** Materials provided follows **
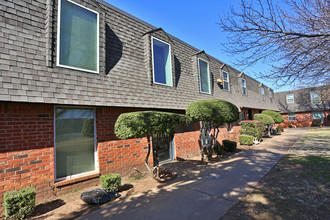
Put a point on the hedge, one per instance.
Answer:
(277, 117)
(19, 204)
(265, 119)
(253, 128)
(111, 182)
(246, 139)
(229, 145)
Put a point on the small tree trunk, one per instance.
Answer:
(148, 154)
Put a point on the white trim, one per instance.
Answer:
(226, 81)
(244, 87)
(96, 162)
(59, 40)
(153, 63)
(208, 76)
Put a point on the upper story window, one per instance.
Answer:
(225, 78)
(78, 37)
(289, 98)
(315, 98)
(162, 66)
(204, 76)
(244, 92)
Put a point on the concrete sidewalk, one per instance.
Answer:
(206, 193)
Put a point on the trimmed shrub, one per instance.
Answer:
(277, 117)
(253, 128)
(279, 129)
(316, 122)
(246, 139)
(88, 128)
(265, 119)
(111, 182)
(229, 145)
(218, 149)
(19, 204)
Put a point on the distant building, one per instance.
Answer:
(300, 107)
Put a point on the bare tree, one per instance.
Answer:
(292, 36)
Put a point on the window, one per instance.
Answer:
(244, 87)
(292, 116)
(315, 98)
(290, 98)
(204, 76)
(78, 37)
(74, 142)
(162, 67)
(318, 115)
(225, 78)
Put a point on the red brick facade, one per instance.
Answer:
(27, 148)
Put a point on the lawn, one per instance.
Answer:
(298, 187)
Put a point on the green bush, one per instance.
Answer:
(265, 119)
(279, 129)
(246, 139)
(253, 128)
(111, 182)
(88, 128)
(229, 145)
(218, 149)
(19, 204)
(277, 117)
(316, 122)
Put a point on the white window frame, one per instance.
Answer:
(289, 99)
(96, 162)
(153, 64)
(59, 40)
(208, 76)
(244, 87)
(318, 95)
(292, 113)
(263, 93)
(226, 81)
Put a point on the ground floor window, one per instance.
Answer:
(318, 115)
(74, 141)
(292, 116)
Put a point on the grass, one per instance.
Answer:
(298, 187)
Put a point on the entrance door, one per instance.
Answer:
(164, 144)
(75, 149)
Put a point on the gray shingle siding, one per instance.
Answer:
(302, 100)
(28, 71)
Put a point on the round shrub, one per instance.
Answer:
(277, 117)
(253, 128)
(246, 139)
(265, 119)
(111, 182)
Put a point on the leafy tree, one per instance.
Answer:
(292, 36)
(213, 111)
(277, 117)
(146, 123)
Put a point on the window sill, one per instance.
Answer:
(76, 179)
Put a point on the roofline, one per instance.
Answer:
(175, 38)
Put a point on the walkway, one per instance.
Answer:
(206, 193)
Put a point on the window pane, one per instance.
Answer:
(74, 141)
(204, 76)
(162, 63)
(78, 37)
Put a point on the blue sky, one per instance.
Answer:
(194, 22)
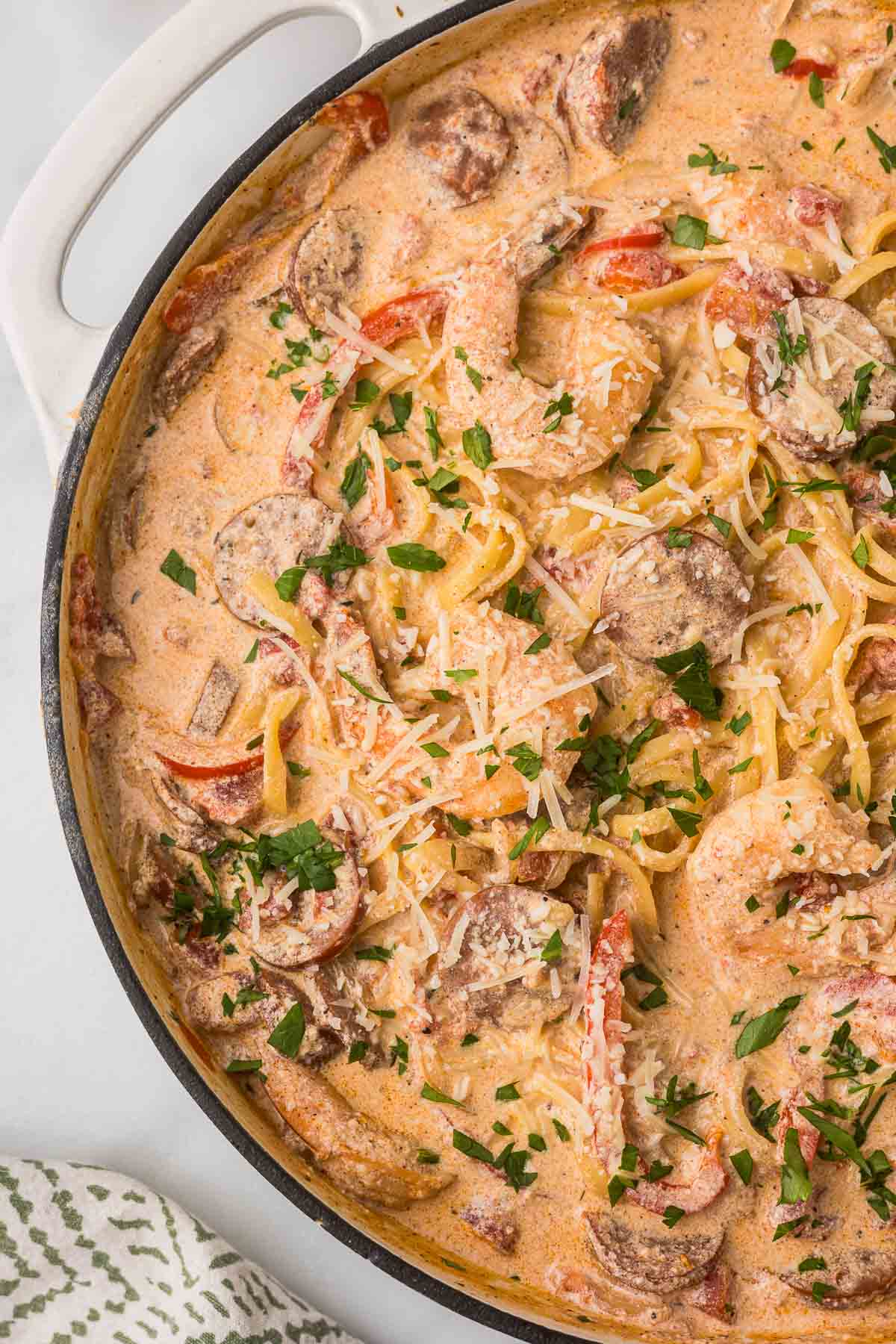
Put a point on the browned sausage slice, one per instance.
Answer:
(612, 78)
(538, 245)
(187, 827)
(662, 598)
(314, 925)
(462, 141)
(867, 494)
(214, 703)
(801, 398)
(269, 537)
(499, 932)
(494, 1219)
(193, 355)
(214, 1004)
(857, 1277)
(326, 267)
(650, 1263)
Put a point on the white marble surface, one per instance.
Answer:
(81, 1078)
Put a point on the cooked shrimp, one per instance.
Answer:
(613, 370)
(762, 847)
** End of Materials provided **
** Materials provided follows **
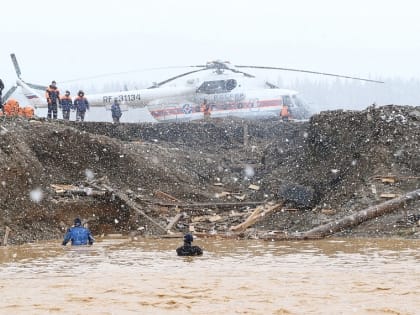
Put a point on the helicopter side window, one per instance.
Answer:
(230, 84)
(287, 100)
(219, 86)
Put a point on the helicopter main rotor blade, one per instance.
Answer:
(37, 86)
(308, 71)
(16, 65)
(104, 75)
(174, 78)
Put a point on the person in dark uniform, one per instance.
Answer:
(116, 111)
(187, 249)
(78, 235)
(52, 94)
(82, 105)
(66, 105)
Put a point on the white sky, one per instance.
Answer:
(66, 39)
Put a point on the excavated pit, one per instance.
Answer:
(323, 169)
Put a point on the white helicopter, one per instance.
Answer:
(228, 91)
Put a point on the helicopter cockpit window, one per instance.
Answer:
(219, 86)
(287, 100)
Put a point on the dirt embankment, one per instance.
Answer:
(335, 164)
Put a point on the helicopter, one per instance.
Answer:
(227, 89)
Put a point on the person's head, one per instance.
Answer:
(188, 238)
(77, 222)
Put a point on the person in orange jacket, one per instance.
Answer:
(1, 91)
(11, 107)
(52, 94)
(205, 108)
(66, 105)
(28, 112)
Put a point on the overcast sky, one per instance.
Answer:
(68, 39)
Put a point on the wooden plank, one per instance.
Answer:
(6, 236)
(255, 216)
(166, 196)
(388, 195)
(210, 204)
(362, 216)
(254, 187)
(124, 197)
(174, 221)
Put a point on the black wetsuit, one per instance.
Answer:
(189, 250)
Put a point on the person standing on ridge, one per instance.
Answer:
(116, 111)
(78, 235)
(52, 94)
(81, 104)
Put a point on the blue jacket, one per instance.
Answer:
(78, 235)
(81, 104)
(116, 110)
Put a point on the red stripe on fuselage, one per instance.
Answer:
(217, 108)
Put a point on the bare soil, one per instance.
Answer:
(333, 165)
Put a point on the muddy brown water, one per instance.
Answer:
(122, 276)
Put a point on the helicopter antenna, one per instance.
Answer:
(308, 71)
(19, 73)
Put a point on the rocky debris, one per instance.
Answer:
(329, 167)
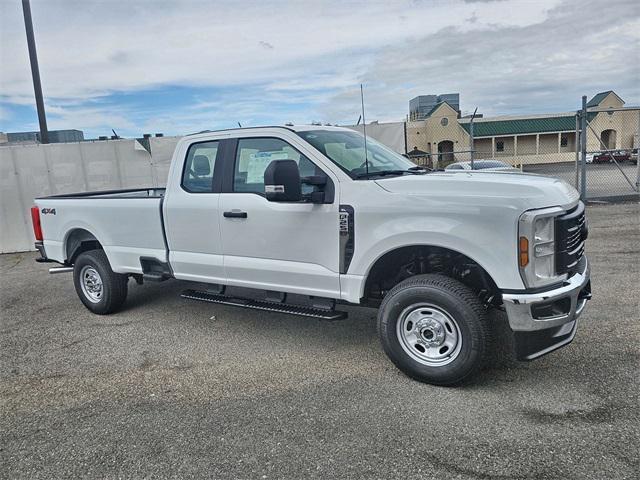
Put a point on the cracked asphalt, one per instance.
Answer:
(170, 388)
** End of Materials provided **
Repeat, word for word, the lines above between the line holding "Put a point on the blue jacket, one" and the line holding "Put a point on the helicopter antenna, one", inclusive; omit everything else.

**Output for this task:**
Put a point on the blue jacket, one per instance.
Answer:
(78, 235)
(81, 104)
(116, 110)
Put a point on the red stripe on fuselage, one per instance.
Answer:
(217, 108)
Put a point on the bare soil, one per instance.
Answer:
(333, 165)
Put a point on the muddy brown water, one per instance.
Answer:
(122, 276)
Put a point on the helicopter antenna, one per instance.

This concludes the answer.